• _Exercise aim_: With nothing left out, give the data back exactly.

[Natural language region descriptions]
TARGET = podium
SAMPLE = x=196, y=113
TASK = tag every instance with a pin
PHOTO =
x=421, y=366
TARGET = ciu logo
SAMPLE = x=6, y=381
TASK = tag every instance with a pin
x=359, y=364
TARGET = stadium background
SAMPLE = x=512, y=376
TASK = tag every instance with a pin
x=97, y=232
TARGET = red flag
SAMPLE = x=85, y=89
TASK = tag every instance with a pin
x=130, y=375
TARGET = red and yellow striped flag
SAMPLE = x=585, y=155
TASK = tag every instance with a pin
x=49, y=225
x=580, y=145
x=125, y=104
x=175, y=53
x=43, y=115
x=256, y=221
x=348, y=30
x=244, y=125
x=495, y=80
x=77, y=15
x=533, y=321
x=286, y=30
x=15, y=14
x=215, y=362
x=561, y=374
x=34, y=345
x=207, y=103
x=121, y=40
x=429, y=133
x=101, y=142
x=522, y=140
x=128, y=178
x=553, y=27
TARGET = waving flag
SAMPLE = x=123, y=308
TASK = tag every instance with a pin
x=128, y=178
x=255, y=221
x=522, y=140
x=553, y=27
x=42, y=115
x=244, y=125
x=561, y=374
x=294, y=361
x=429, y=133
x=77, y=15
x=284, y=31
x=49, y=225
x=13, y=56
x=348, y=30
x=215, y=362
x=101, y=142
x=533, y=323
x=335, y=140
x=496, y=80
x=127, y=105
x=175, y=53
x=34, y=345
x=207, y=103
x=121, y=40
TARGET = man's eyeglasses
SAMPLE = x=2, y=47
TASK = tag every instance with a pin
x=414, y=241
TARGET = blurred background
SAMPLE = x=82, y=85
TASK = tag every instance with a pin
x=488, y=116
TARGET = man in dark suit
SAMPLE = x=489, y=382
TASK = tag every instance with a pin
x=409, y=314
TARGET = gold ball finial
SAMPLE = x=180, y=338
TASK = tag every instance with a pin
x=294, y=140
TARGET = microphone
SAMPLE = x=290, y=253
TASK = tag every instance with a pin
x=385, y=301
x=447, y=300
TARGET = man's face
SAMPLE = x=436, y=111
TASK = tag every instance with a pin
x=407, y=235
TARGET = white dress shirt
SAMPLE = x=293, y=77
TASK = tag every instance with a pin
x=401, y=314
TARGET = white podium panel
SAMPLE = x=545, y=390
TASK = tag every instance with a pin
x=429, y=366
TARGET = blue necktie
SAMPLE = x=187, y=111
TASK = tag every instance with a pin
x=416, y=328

• _The completed task_:
TARGET = podium
SAMPLE = x=196, y=113
TASK = tag every instance with a pin
PHOTO =
x=421, y=366
TARGET = ciu logo
SAMPLE = x=6, y=381
TASK = tag every instance with a pin
x=359, y=364
TARGET = stadium background
SAMPLE = x=512, y=376
TASK = tag every instance with a pin
x=97, y=232
TARGET = red flag
SAMPLE = x=85, y=89
TASK = tag every instance with a pin
x=130, y=375
TARGET = red and yellow striped flag
SAMPLE = x=585, y=155
TASK = tag every instance with a pin
x=49, y=225
x=580, y=145
x=125, y=104
x=175, y=53
x=43, y=115
x=256, y=221
x=348, y=30
x=244, y=125
x=495, y=80
x=77, y=15
x=533, y=321
x=286, y=30
x=15, y=14
x=215, y=362
x=561, y=374
x=34, y=345
x=207, y=103
x=121, y=40
x=429, y=133
x=101, y=142
x=522, y=140
x=128, y=178
x=553, y=27
TARGET = waving flag
SAMPLE = x=123, y=308
TASK = tag every instance with a pin
x=128, y=178
x=255, y=221
x=522, y=140
x=553, y=27
x=42, y=115
x=244, y=125
x=561, y=374
x=294, y=361
x=429, y=133
x=77, y=15
x=284, y=31
x=49, y=225
x=13, y=56
x=348, y=30
x=215, y=362
x=101, y=142
x=533, y=323
x=335, y=140
x=496, y=80
x=127, y=105
x=175, y=53
x=34, y=345
x=207, y=103
x=121, y=40
TARGET = man's eyeglasses
SAMPLE = x=2, y=47
TASK = tag every instance with a pin
x=414, y=241
TARGET = blurred background
SAMPLE = x=82, y=85
TASK = tag every instance with a pin
x=488, y=116
TARGET = man in dark suit
SAMPLE = x=489, y=382
TASK = tag every instance with a pin
x=409, y=314
TARGET = gold ball finial
SAMPLE = x=180, y=338
TASK = tag every instance with a pin
x=294, y=140
TARGET = microphone
SAMPLE = x=290, y=253
TASK = tag every instance with a pin
x=385, y=301
x=447, y=300
TARGET = man's face
SAMPLE = x=436, y=111
TASK = tag every instance with a pin
x=407, y=235
TARGET = white dress shirt
SAMPLE = x=293, y=77
TASK = tag every instance with a pin
x=401, y=314
TARGET = white podium panel
SAMPLE = x=545, y=390
TASK = tag every instance with a pin
x=429, y=366
TARGET = blue necktie
SAMPLE = x=187, y=111
TASK = tag every instance with a pin
x=416, y=328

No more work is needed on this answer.